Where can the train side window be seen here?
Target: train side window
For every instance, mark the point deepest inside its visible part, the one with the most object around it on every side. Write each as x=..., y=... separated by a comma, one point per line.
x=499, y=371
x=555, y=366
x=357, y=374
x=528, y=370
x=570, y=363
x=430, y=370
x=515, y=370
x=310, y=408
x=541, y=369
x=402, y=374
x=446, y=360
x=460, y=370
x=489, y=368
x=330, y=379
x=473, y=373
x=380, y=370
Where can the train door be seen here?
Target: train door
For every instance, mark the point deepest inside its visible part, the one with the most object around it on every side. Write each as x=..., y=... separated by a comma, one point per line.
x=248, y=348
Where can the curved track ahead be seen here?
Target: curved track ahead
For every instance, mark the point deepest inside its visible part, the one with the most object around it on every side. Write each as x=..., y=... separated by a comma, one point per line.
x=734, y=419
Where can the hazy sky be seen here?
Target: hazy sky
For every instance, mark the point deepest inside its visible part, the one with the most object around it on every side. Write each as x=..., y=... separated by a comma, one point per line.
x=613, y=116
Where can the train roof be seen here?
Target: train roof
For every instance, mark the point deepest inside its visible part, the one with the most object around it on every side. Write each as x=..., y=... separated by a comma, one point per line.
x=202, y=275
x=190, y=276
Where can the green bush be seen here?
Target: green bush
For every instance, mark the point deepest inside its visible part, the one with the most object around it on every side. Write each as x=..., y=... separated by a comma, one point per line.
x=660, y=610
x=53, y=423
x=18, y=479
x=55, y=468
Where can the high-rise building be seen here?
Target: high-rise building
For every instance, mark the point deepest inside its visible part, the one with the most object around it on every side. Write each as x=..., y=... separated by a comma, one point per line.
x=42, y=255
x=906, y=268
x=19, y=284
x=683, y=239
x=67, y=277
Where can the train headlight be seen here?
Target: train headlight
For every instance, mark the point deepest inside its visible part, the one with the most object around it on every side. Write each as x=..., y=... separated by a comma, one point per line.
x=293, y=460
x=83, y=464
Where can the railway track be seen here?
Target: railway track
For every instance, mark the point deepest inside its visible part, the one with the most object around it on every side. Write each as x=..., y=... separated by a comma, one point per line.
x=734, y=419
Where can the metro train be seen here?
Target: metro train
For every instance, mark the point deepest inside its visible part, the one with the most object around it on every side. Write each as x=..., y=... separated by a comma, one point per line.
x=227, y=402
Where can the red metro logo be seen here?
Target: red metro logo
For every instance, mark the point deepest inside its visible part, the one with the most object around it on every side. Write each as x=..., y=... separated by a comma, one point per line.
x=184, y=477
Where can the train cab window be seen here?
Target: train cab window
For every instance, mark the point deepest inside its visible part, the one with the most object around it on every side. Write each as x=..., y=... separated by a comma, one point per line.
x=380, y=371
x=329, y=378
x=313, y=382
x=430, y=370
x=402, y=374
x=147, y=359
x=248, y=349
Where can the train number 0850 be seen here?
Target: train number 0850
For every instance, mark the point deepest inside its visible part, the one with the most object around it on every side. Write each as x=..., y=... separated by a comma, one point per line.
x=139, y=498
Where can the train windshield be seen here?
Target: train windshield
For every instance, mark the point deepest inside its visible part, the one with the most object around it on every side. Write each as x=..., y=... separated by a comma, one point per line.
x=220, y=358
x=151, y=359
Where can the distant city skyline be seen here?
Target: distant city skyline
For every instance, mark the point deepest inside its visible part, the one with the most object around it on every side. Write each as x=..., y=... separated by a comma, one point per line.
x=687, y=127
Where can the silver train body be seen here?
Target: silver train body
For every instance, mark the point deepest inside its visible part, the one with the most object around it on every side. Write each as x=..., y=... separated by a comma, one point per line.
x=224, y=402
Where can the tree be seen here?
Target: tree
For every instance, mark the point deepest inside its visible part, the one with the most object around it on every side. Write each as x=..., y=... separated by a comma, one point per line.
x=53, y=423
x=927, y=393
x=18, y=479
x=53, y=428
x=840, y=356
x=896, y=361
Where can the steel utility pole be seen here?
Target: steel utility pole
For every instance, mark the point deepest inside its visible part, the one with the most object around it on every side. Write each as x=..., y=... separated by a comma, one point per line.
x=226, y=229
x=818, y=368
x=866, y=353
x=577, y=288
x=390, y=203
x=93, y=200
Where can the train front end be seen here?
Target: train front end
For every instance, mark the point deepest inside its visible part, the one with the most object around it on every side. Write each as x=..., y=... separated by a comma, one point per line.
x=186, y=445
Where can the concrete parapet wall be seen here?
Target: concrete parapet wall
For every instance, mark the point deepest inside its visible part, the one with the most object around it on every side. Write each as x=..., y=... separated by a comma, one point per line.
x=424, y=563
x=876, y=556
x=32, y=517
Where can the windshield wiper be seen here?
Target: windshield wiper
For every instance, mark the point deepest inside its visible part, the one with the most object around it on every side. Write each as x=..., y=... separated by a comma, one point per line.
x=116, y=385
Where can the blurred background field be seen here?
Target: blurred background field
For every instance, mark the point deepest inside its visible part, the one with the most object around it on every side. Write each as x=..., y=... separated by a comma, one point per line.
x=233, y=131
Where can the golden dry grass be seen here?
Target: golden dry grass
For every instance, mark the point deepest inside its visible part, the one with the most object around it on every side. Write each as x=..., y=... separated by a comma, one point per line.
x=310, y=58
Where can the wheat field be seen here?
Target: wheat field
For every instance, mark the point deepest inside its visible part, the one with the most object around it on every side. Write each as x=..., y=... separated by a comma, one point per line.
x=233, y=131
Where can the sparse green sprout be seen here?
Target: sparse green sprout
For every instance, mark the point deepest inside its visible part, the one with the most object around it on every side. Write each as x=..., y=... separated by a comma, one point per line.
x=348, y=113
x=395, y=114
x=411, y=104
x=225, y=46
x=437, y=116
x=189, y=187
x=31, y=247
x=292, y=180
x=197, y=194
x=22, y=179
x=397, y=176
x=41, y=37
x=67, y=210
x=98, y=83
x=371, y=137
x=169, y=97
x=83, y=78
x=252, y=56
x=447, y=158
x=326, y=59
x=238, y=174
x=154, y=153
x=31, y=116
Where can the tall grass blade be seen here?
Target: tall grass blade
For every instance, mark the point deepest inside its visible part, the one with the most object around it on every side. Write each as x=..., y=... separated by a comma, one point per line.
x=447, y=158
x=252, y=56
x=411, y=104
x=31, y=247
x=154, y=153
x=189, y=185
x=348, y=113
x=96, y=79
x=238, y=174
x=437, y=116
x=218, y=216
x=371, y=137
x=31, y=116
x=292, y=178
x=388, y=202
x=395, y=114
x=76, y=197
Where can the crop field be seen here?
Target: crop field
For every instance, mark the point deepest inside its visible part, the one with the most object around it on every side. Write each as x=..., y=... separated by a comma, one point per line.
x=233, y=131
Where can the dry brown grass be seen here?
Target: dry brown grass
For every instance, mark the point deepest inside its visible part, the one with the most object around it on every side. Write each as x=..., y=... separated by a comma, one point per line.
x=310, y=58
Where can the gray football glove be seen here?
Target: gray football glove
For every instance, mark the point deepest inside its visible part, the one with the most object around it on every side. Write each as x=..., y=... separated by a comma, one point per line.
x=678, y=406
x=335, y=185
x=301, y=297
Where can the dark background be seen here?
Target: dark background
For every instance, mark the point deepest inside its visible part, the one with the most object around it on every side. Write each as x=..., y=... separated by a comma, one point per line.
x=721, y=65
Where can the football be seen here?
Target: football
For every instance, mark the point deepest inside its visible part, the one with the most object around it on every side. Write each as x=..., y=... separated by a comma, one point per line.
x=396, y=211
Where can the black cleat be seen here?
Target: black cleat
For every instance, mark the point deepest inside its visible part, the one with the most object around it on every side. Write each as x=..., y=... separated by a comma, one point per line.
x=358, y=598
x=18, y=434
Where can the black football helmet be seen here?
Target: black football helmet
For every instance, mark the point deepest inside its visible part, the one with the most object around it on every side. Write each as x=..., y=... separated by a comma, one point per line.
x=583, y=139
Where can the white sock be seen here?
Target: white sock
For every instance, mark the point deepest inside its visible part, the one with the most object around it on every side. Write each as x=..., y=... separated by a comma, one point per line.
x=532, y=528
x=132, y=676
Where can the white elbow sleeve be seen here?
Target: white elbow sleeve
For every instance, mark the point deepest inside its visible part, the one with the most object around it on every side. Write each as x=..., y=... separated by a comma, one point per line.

> **The task**: Transcribe the rows above, from the line with "Where can the red metro logo be seen here?" to the line with "x=139, y=498", copying each one exactly and including both of those lines.

> **Exercise solution**:
Where can the red metro logo be seen here?
Target: red metro logo
For every instance, mark the point deepest inside its visible part, the one with the most object around it on every side. Write each as x=..., y=... separated by a comma, one point per line.
x=184, y=477
Where can the train cab window be seen here?
Target: train cab window
For every instance, mark the point deepest inside its visible part, the one with the most object around it on every side. Write each as x=..., y=... separated by a comma, one point per line.
x=380, y=371
x=329, y=378
x=313, y=382
x=430, y=370
x=402, y=374
x=147, y=359
x=248, y=349
Where can the train number 0850 be seen here?
Target: train number 0850
For every instance, mark the point deepest inside its visible part, the one with the most object around it on every side. Write each as x=..., y=... separated by a comma, one point per line.
x=139, y=498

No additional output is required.